◆ Opdracht ◆
Vertaal deze zin uit de rechterlijke uitspraak over de bewaring naar het Engels: "De minister heeft op 8 oktober 2024 de maatregel van bewaring opgeheven in verband met een door eiser gedane asielaanvraag."

◆ Gekozen fragment ◆
===
De uitspraak is openbaar gemaakt op 28 oktober 2024. Tegen deze uitspraak kan hoger beroep worden ingesteld bij de Afdeling bestuursrechtspraak van de Raad van State binnen één week na bekendmaking, voor zover het betreft het verlengingsbesluit. Voor het voortduren van de bewaring staat geen rechtsmiddel open.

Uitspraak

uitspraak

RECHTBANK DEN HAAG

Zittingsplaats Utrecht Bestuursrecht zaaknummer: NL24.38761
uitspraak van de enkelvoudige kamer in de zaak tussen
[eiser], V-nummer: [V-nummer] , eiser (gemachtigde: mr. R.M. Seth Paul),
en

de Minister van Asiel en Migratie, de minister (gemachtigde: S. Faddach).

Procesverloop

De minister heeft op 12 april 2024 aan eiser de maatregel van bewaring op grond van artikel 59, eerste lid, aanhef en onder a, van de Vreemdelingenwet 2000 (Vw) opgelegd.
Op 4 oktober 2024 heeft de minister een besluit tot verlenging van de bewaringstermijn genomen, waarin staat dat de maatregel van bewaring met ingang van 9 oktober 2024 met ten hoogste 12 maanden wordt verlengd (het verlengingsbesluit).
Eiser heeft tegen het verlengingsbesluit beroep ingesteld. Daarbij heeft hij verzocht om schadevergoeding.
De minister heeft een voortgangsrapportage overgelegd.
De minister heeft op 8 oktober 2024 de maatregel van bewaring opgeheven in verband met een door eiser gedane asielaanvraag.
===
◆ Verstrekte gegevens ◆
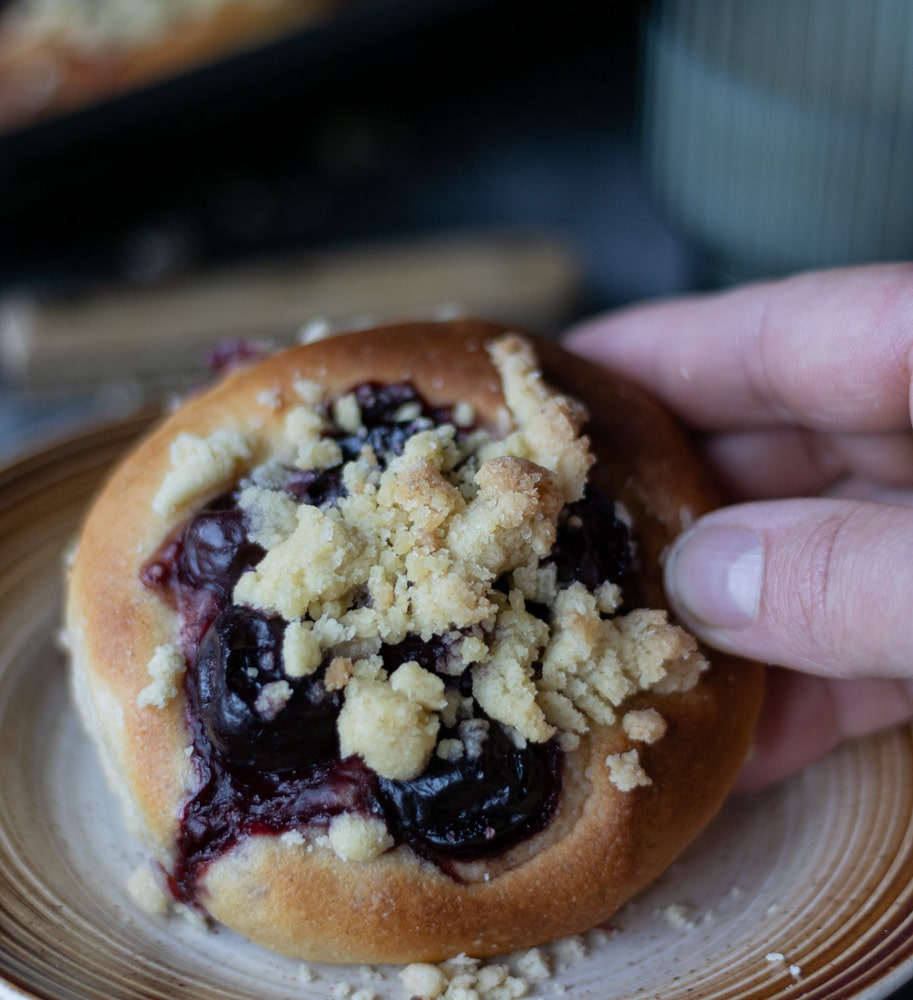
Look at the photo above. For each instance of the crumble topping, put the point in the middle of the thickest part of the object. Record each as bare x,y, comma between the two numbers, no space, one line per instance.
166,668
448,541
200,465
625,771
===
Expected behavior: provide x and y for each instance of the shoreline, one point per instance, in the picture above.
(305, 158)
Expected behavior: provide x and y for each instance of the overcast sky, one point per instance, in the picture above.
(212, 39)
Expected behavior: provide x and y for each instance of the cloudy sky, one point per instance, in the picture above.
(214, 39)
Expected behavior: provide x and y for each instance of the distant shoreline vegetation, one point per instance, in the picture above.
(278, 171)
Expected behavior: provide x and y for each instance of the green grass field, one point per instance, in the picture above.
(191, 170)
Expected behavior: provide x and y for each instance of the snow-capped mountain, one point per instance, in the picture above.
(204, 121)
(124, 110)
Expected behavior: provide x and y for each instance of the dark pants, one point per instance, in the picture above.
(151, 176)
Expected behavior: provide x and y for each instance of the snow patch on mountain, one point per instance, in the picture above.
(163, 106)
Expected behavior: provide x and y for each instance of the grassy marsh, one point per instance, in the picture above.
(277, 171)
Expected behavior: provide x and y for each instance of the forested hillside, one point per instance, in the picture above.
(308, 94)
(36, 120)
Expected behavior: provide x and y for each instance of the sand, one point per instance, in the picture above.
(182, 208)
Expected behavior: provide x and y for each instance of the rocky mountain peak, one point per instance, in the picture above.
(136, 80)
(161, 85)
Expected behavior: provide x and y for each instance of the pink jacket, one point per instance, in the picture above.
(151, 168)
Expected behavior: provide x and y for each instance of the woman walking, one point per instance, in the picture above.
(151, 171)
===
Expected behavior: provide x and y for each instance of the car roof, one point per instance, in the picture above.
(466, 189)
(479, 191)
===
◆ Antwoord ◆
On October 8, 2024, the minister lifted the detention measure in connection with an asylum application made by the claimant.